* [THE PROBLEM]: Determine how many lines in the records hold "background", and give that number with nothing added.

* [STORED DATA]:

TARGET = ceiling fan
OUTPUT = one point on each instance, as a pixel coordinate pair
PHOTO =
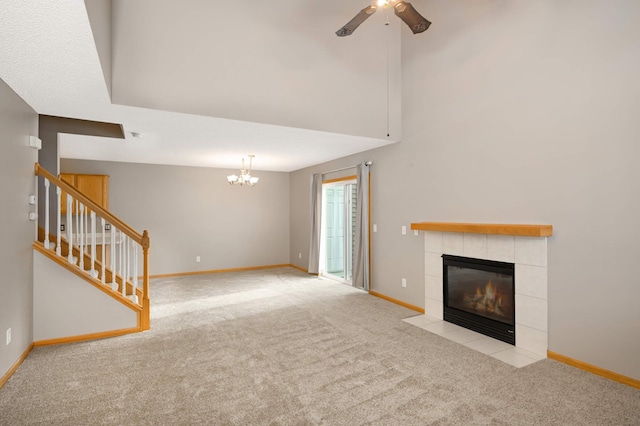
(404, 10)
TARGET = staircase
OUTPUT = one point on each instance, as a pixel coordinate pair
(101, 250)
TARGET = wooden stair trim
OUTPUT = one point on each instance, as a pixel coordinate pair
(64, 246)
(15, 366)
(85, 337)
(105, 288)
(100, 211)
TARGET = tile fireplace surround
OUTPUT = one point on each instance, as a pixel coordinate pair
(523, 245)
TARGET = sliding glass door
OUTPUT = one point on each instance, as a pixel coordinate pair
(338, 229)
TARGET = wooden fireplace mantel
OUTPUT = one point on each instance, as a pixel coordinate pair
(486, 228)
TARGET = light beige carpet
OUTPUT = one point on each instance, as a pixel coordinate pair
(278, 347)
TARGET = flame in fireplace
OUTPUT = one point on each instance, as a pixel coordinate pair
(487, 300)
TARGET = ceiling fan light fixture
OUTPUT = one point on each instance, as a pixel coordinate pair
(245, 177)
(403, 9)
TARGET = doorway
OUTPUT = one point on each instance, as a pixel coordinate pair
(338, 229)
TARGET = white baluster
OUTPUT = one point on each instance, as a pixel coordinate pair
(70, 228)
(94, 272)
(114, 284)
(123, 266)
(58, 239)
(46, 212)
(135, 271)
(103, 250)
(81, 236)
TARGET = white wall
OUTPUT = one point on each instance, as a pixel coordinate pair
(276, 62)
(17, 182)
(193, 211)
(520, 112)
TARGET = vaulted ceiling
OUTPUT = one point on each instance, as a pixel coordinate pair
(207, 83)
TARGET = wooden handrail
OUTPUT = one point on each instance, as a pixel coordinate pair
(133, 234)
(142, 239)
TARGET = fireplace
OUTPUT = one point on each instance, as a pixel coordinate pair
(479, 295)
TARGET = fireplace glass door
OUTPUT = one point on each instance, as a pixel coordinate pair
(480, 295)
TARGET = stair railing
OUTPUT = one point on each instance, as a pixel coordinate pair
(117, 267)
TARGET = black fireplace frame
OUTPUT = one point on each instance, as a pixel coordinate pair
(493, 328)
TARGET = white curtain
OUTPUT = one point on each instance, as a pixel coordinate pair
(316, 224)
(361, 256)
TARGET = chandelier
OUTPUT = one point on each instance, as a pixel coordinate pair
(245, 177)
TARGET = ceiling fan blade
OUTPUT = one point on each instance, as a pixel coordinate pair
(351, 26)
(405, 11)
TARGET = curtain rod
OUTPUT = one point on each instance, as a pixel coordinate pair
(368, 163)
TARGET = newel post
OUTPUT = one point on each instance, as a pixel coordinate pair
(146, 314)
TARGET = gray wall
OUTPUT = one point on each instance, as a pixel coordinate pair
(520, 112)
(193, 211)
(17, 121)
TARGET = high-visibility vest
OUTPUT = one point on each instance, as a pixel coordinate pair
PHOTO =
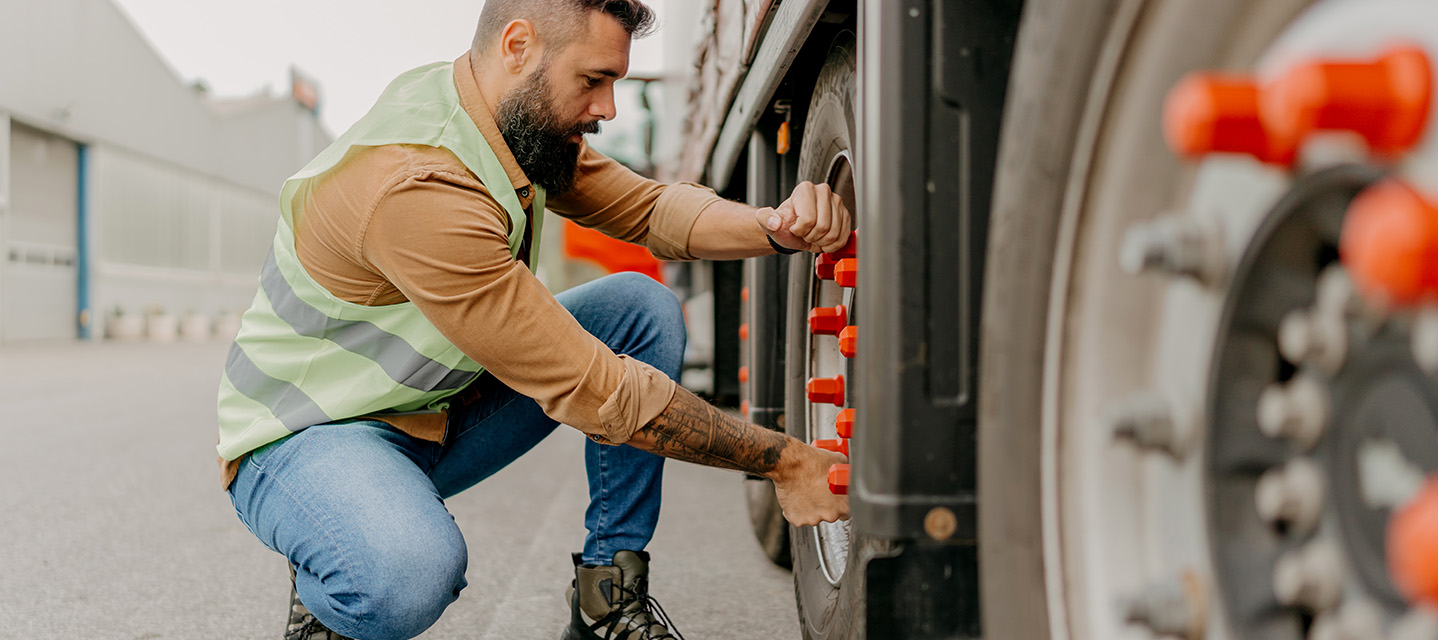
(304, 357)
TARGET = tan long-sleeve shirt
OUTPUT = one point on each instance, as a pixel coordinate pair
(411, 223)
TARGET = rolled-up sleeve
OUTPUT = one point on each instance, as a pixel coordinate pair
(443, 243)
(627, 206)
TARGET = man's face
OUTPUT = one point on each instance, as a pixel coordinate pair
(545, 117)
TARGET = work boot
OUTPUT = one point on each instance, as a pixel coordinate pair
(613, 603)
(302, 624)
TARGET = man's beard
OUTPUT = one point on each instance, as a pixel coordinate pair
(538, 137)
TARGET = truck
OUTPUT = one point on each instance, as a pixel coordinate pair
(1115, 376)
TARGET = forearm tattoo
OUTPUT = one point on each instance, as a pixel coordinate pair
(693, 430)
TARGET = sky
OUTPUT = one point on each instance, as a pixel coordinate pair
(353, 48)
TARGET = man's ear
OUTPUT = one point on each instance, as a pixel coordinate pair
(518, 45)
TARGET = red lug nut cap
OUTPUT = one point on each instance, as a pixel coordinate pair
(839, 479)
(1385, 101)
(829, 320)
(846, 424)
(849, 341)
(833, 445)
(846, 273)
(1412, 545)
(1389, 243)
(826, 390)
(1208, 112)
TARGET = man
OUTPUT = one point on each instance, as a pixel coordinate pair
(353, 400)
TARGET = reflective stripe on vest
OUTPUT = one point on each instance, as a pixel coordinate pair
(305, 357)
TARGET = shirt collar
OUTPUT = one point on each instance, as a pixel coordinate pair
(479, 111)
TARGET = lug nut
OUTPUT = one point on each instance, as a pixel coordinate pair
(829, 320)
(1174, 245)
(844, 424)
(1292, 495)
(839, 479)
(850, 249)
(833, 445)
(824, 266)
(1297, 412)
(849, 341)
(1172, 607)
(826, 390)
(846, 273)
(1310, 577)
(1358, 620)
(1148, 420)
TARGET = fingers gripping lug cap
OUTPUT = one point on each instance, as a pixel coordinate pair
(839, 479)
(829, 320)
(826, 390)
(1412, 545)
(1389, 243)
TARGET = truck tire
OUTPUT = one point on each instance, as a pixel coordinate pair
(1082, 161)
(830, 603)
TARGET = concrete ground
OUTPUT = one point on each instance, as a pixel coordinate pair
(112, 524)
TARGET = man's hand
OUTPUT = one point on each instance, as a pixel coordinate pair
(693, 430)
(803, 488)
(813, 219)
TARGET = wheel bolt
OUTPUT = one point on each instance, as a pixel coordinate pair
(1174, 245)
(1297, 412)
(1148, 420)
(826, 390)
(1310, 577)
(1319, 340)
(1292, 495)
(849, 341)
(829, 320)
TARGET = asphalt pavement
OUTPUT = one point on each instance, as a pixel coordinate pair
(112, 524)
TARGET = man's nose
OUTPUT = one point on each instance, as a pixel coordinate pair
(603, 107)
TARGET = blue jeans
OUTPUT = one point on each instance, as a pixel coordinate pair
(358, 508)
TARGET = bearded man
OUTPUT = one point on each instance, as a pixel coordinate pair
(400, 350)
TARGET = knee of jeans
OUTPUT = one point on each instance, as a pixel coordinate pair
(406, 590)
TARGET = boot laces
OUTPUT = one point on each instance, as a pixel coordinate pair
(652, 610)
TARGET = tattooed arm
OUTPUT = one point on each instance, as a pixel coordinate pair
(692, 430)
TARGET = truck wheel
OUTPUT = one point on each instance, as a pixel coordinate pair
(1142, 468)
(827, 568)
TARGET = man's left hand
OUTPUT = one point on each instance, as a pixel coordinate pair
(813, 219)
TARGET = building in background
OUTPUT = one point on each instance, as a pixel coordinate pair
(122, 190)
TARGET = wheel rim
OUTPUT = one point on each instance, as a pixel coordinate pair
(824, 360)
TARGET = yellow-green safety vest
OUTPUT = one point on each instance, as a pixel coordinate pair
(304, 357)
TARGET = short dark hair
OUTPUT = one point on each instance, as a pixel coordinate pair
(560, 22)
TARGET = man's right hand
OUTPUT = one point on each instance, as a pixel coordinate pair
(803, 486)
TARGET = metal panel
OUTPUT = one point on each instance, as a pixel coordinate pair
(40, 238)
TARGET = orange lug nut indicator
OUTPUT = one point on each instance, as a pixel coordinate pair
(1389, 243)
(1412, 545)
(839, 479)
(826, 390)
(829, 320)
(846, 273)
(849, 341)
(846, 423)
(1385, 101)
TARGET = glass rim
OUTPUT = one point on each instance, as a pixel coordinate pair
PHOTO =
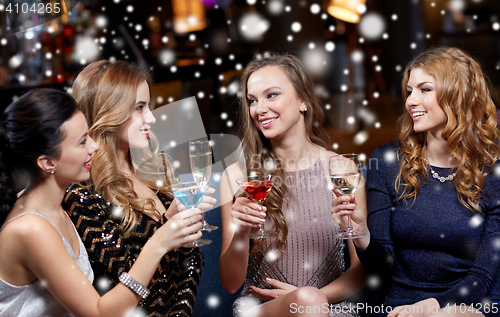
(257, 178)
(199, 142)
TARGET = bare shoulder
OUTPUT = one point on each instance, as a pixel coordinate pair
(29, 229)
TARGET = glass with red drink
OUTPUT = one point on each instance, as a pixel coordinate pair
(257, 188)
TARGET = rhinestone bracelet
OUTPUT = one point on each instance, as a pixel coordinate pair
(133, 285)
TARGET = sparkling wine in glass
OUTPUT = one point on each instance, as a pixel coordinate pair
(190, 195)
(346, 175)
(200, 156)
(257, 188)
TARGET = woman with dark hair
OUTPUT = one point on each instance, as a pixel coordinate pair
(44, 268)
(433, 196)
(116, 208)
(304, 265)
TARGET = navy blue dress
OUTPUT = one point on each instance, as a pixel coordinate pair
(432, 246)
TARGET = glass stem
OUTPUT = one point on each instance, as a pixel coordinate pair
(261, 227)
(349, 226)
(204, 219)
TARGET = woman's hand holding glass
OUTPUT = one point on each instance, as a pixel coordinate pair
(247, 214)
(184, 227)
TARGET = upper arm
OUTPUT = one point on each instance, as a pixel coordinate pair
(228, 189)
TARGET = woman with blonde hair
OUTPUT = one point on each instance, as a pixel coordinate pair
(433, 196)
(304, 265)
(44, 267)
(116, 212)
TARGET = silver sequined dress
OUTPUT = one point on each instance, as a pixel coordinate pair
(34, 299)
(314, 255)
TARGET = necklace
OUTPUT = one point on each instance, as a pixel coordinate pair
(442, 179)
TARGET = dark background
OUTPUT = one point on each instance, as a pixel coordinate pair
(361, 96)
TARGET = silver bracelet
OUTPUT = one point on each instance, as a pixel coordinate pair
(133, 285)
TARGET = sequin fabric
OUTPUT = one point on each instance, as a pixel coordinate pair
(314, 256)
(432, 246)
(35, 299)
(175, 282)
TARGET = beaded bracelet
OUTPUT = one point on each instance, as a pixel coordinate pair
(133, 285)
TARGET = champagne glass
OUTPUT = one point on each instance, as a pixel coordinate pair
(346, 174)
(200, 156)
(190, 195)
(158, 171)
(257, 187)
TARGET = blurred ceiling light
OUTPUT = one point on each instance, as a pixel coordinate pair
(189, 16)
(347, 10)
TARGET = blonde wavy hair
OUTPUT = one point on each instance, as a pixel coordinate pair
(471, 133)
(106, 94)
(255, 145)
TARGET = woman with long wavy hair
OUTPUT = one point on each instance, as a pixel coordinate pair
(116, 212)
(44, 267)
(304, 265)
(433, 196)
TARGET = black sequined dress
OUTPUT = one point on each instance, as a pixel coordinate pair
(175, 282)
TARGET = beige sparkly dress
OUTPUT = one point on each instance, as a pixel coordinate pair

* [WRITTEN REPLY]: 2